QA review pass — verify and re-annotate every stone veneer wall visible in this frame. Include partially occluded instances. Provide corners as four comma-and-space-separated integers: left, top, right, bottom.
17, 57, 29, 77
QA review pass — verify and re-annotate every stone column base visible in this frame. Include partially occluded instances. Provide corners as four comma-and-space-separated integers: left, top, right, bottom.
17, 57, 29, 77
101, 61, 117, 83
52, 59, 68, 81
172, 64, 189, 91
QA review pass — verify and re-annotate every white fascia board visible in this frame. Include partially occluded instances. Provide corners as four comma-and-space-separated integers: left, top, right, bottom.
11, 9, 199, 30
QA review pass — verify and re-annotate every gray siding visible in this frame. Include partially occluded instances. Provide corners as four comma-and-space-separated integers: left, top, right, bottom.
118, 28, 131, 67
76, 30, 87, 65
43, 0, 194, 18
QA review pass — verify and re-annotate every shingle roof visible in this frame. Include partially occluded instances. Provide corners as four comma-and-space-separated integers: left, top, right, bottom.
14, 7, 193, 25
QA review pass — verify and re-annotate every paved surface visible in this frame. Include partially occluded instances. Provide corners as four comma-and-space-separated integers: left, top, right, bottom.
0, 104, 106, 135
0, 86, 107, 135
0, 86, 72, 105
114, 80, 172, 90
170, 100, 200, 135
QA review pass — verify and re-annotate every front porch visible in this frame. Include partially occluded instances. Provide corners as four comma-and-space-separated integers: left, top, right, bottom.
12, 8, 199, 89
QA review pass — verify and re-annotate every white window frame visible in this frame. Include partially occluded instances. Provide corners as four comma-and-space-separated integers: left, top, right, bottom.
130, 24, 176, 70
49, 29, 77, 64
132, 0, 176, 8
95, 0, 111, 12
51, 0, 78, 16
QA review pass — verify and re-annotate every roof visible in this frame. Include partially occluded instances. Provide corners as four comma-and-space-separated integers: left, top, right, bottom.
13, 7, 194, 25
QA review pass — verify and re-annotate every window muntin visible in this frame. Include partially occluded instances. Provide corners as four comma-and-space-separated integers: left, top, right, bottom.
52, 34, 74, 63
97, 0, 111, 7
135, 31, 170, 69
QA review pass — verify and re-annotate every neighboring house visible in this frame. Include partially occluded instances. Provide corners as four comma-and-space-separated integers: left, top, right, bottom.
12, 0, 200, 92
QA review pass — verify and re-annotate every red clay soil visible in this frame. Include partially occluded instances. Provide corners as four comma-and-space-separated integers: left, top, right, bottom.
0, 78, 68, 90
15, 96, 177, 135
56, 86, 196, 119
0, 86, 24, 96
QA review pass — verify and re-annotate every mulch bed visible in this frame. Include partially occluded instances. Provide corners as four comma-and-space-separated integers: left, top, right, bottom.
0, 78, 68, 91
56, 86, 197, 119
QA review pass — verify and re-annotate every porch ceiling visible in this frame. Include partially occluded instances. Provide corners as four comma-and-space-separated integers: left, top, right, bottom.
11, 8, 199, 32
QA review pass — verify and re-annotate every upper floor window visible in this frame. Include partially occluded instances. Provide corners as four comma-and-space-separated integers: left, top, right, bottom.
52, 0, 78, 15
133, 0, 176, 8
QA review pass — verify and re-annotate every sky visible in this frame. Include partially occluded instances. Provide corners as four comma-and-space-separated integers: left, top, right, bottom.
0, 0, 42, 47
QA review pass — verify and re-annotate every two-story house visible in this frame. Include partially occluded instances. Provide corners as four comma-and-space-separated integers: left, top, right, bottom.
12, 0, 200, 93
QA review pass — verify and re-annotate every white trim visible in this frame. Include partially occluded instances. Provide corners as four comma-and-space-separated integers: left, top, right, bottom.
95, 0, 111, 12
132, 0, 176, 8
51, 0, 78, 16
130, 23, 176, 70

* _Exercise brief_
Return every one of the rows above verbatim, in their original order.

* _Solution below_
QA review pass — verify and re-annotate every stone veneer wall visible in this frame. Include partially occluded instances. Provide corners as four comma-and-space-separated integers: left, top, right, bottom.
17, 57, 29, 77
QA review pass — verify and re-annotate every stone column base visible in this frame. Include partially occluded instances. Provide corners as four comma-and-space-separated integers: left, top, right, bottom.
17, 57, 29, 77
101, 61, 117, 83
52, 59, 68, 81
172, 64, 189, 91
QA review pass — verify and re-annotate every white fascia board visible in this frame. Include partially occluded instances. Provide corners as four comma-and-space-separated integers: left, top, right, bottom.
11, 9, 199, 30
QA review pass — verify and re-annotate every gray siding visible in this frame. Include partially occluded instances. Provide corners as four comma-and-space-separated integers: left, top, right, bottom.
118, 28, 131, 67
76, 30, 87, 65
43, 0, 194, 18
QA review pass — verify and re-annotate every shingle roof visible in this frame. Include partially occluded instances. Provide corners as four comma-and-space-separated integers: left, top, right, bottom.
14, 7, 193, 25
QA review pass — verify and re-annotate every paved surface visible in this frame. Include partially occluded instances. Provide corners as four comma-and-space-separated integers: left, top, right, bottom.
0, 104, 106, 135
0, 86, 107, 135
0, 86, 72, 105
114, 80, 172, 90
170, 100, 200, 135
QA review pass — verify and re-annotate every front porch visible in this frame. Include partially occluded instances. Provide corners as four comma-and-space-separated integers: left, top, right, bottom.
12, 8, 199, 89
QA review pass — verify and re-annotate every white window frame visible in this frame. Include partially occluded instances. Provide corners as four comma-and-space-separated integers: left, top, right, bottom.
130, 24, 176, 70
49, 29, 77, 64
132, 0, 176, 8
95, 0, 111, 12
51, 0, 78, 16
QA review pass — verify and re-annotate every roof visible in this frame. Include partially occluded instances. Provide corners as four comma-and-space-separated integers: left, top, right, bottom.
13, 7, 194, 25
QA review pass — verify and re-annotate every window muntin visible in this frame. Include partially occluded instances. Provide corners as four comma-and-space-separated integers: left, top, right, bottom.
52, 34, 74, 63
97, 0, 111, 7
135, 31, 170, 69
QA review pass — verify and re-annotate every neighboring house visible in this frame. Include partially occluded instances. Provide corners as four comma-and-space-separated integers: left, top, right, bottom.
12, 0, 200, 92
QA review pass — verify and re-annotate every red clay soil visible in this frame. Include partially occluded instances. Provide corners as four comma-and-space-separated integers: left, top, right, bottom.
0, 78, 68, 90
15, 96, 177, 135
56, 86, 196, 119
0, 86, 24, 96
QA review pass — verify and re-annotate every mulch bed visible in this frame. Include partially occluded instances. Provide corners as four comma-and-space-separated integers: left, top, right, bottom.
0, 78, 68, 91
56, 86, 197, 119
QA review pass — verify and re-annotate every porch ceiling visible in this frame. Include partially occluded instances. Provide corners as four comma-and-space-separated integers: left, top, right, bottom.
11, 8, 199, 32
QA review pass — verify and re-annotate every upper floor window visible in this frame. Include partially occluded instances. Provide corners as four comma-and-space-separated integers: left, top, right, bottom.
52, 0, 78, 15
133, 0, 176, 8
QA review pass — verify and re-annotate every sky visible in this frame. Include partially occluded instances. Provide corners as four comma-and-space-separated integers: left, top, right, bottom.
0, 0, 42, 47
QA review pass — verify and re-annotate every two-story house visible in this frame. Include partially occluded instances. Provide corners as four comma-and-space-separated integers: left, top, right, bottom.
12, 0, 200, 93
QA review pass — verify and re-annotate every white trim visible in this frame. Include partially occluded instances. Provide corners as four comma-and-space-separated integers: left, top, right, bottom.
95, 0, 111, 12
132, 0, 176, 8
51, 0, 78, 16
130, 23, 176, 70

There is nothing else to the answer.